**ENTRIES SUPPLIED:**
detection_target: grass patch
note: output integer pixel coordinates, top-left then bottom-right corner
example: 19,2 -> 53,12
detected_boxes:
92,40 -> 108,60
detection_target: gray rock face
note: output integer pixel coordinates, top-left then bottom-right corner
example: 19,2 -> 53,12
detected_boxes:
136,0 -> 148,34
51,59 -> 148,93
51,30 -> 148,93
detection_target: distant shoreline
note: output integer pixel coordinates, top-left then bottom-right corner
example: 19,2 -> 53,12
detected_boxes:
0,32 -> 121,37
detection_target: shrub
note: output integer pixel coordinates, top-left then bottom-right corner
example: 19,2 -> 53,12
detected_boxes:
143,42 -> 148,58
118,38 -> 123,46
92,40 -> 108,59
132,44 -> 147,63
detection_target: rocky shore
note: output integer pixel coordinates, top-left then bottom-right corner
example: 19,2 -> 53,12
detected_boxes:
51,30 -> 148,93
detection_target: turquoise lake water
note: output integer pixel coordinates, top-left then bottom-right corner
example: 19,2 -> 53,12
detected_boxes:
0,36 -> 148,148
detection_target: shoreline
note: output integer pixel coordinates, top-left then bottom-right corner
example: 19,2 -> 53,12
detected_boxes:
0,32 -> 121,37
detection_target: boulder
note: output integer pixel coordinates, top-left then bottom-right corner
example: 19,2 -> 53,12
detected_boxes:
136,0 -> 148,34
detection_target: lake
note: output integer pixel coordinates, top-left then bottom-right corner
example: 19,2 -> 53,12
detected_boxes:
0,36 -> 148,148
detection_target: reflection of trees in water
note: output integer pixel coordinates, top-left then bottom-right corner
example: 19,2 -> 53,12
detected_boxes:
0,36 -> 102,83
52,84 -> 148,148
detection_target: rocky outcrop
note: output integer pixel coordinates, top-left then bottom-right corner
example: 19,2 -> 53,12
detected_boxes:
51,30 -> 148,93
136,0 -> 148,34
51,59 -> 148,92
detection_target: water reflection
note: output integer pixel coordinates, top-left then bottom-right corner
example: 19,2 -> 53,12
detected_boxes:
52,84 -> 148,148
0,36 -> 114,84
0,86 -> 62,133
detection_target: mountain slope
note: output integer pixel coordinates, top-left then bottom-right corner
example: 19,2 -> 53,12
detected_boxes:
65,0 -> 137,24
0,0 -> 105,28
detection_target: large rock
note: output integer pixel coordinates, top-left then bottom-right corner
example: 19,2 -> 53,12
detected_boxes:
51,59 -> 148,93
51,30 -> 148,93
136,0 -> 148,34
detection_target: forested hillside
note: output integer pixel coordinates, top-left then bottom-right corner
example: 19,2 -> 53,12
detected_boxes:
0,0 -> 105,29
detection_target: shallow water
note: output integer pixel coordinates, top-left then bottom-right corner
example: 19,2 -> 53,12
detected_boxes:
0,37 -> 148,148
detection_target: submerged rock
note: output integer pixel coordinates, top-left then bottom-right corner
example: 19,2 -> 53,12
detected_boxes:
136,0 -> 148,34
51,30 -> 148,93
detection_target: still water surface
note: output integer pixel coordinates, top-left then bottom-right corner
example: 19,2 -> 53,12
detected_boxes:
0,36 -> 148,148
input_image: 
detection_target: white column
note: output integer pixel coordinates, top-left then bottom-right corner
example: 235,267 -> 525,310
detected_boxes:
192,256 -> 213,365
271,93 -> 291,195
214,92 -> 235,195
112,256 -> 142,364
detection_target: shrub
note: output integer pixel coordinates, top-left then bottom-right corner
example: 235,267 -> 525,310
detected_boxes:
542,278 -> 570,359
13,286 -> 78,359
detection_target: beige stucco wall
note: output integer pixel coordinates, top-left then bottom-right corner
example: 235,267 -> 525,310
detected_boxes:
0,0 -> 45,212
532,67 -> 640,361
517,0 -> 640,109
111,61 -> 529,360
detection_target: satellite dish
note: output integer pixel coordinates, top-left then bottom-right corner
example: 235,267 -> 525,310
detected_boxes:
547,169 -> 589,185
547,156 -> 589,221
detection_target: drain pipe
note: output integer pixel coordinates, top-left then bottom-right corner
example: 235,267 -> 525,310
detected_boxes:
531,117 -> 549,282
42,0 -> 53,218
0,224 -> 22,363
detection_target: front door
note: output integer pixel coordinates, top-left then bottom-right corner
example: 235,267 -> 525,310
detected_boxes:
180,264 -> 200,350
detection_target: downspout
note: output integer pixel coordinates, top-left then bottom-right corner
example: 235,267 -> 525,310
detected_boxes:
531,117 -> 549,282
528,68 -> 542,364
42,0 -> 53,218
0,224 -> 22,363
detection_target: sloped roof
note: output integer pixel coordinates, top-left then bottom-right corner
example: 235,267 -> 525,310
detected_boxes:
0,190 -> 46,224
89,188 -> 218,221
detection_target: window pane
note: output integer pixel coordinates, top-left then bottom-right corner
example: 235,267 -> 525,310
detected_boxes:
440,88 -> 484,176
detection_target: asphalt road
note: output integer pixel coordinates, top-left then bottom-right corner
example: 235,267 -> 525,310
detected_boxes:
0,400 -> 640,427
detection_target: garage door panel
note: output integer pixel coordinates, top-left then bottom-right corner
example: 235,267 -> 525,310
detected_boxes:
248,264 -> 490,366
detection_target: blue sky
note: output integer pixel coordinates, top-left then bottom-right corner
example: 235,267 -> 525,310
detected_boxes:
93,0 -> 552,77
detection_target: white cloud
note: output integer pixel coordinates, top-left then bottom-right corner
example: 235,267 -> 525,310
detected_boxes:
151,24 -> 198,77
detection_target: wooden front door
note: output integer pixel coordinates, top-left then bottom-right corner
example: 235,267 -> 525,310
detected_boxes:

**INSTRUCTIONS FOR THE TASK:**
Rewrite all of the material above with every "detection_target" changed to "target_label", keeping everything else as it is.

**ANSWER TO THE PROBLEM:**
target_label: grass patch
note: output integer pixel coordinates, top-left then bottom-right corner
example: 19,2 -> 53,12
detected_boxes:
92,40 -> 108,60
target_label: gray rock face
note: output integer pixel coordinates, top-left then bottom-right corner
example: 19,2 -> 53,12
detected_boxes:
136,0 -> 148,34
51,59 -> 148,93
51,30 -> 148,93
target_label: distant shoreline
note: output integer pixel coordinates, top-left then bottom-right corner
example: 19,2 -> 53,12
detected_boxes:
0,32 -> 121,37
target_label: shrub
note: output integer pixel coordinates, top-left then bottom-right corner
example: 19,2 -> 53,12
detected_boxes:
143,42 -> 148,58
118,38 -> 123,46
92,40 -> 108,59
132,44 -> 147,63
target_label: rocky shore
note: output integer pixel coordinates, top-left then bottom-right corner
example: 19,2 -> 53,12
detected_boxes:
51,30 -> 148,93
target_label: turquoise lake water
note: output integer pixel coordinates, top-left then bottom-right corner
example: 19,2 -> 53,12
detected_boxes:
0,36 -> 148,148
target_label: shoreline
note: output integer pixel coordinates, top-left then bottom-right corner
example: 19,2 -> 53,12
detected_boxes:
0,32 -> 121,37
target_label: boulder
note: output integer pixel coordinates, top-left then bottom-right corner
example: 19,2 -> 53,12
detected_boxes:
136,0 -> 148,34
target_label: lake
note: output integer pixel coordinates, top-left then bottom-right corner
example: 19,2 -> 53,12
detected_boxes:
0,36 -> 148,148
target_label: reflection of trees in water
note: output integer pixel coordinates, top-left then bottom-right corner
example: 19,2 -> 53,12
detected_boxes:
0,36 -> 102,83
52,84 -> 148,148
target_label: rocky outcrop
note: output integer pixel coordinates, top-left then bottom-right corner
example: 19,2 -> 53,12
detected_boxes:
51,30 -> 148,93
136,0 -> 148,34
51,59 -> 148,92
target_label: water reflection
note: output integer pixel coordinates, top-left then bottom-right corner
example: 19,2 -> 53,12
detected_boxes:
52,84 -> 148,148
0,36 -> 114,84
0,86 -> 62,133
target_label: mountain slope
note: output integer pixel coordinates, top-left then bottom-right corner
example: 19,2 -> 53,12
detected_boxes:
65,0 -> 137,24
0,0 -> 105,28
target_label: large rock
note: output integer pixel coordinates, top-left then bottom-right corner
example: 19,2 -> 53,12
detected_boxes:
51,59 -> 148,93
51,30 -> 148,93
136,0 -> 148,34
target_label: forested hillside
note: output integer pixel coordinates, top-left then bottom-right corner
example: 19,2 -> 53,12
detected_boxes:
0,0 -> 105,29
target_label: shallow water
note: output integer pixel coordinates, top-left then bottom-right corner
example: 19,2 -> 53,12
detected_boxes:
0,37 -> 148,148
target_label: submerged rock
note: output integer pixel coordinates, top-left then bottom-right corner
example: 19,2 -> 53,12
detected_boxes:
136,0 -> 148,34
51,30 -> 148,93
target_label: still water surface
note: output integer pixel coordinates, top-left then bottom-right corner
example: 19,2 -> 53,12
detected_boxes:
0,36 -> 148,148
input_image: 
target_label: white column
note: output integer pixel coordinates, top-left then bottom-right corner
example: 235,267 -> 525,310
detected_boxes:
192,256 -> 213,365
271,93 -> 291,195
214,92 -> 235,195
112,256 -> 142,364
target_label: shrub
note: output integer pixel coordinates, top-left then bottom-right corner
example: 235,267 -> 525,310
detected_boxes:
542,278 -> 570,359
13,286 -> 78,359
target_label: beige stucco wall
note: output integer pixel coordinates, top-left then bottom-right corner
example: 235,267 -> 525,310
detected_boxes:
0,0 -> 45,212
532,67 -> 640,361
517,0 -> 640,109
111,61 -> 529,360
target_label: satellite dish
note: output integer pixel coordinates, top-left then bottom-right corner
example: 235,267 -> 525,310
detected_boxes:
547,169 -> 589,185
547,156 -> 589,221
target_label: drain pipe
note: output integer pixel coordinates, top-left then bottom-right corner
example: 235,267 -> 525,310
detected_boxes:
531,117 -> 549,282
42,0 -> 53,218
0,224 -> 22,363
target_label: front door
note: output integer pixel coordinates, top-left then bottom-right corner
example: 235,267 -> 525,310
detected_boxes:
180,264 -> 200,350
target_label: downspout
note: output integer pixel coordinates, top-left then bottom-right corner
example: 235,267 -> 525,310
detected_boxes:
531,117 -> 549,282
528,68 -> 542,364
42,0 -> 53,218
0,224 -> 22,363
target_label: sloped roof
note: output integer pixel coordinates, top-left then bottom-right corner
example: 235,267 -> 525,310
detected_boxes:
0,190 -> 46,224
89,188 -> 218,221
target_label: window pane
note: output integer pixel coordinates, top-left then bottom-right corner
example: 235,267 -> 525,310
detected_boxes:
440,88 -> 484,176
target_label: asphalt road
note: output integer pixel coordinates, top-left then bottom-right corner
example: 235,267 -> 525,310
detected_boxes:
0,400 -> 640,427
target_label: garage door panel
note: output integer pixel coordinates, top-left then bottom-right corner
example: 235,267 -> 525,310
detected_boxes:
248,264 -> 490,366
target_label: blue sky
note: output integer pixel coordinates, top-left then bottom-right corner
example: 235,267 -> 525,310
detected_boxes:
93,0 -> 552,77
target_label: white cloud
note: output integer pixel coordinates, top-left then bottom-right corner
example: 235,267 -> 525,310
detected_boxes:
151,24 -> 198,77
target_label: wooden front door
note: output integer pixel coordinates, top-left then bottom-right corner
example: 235,267 -> 525,310
detected_boxes:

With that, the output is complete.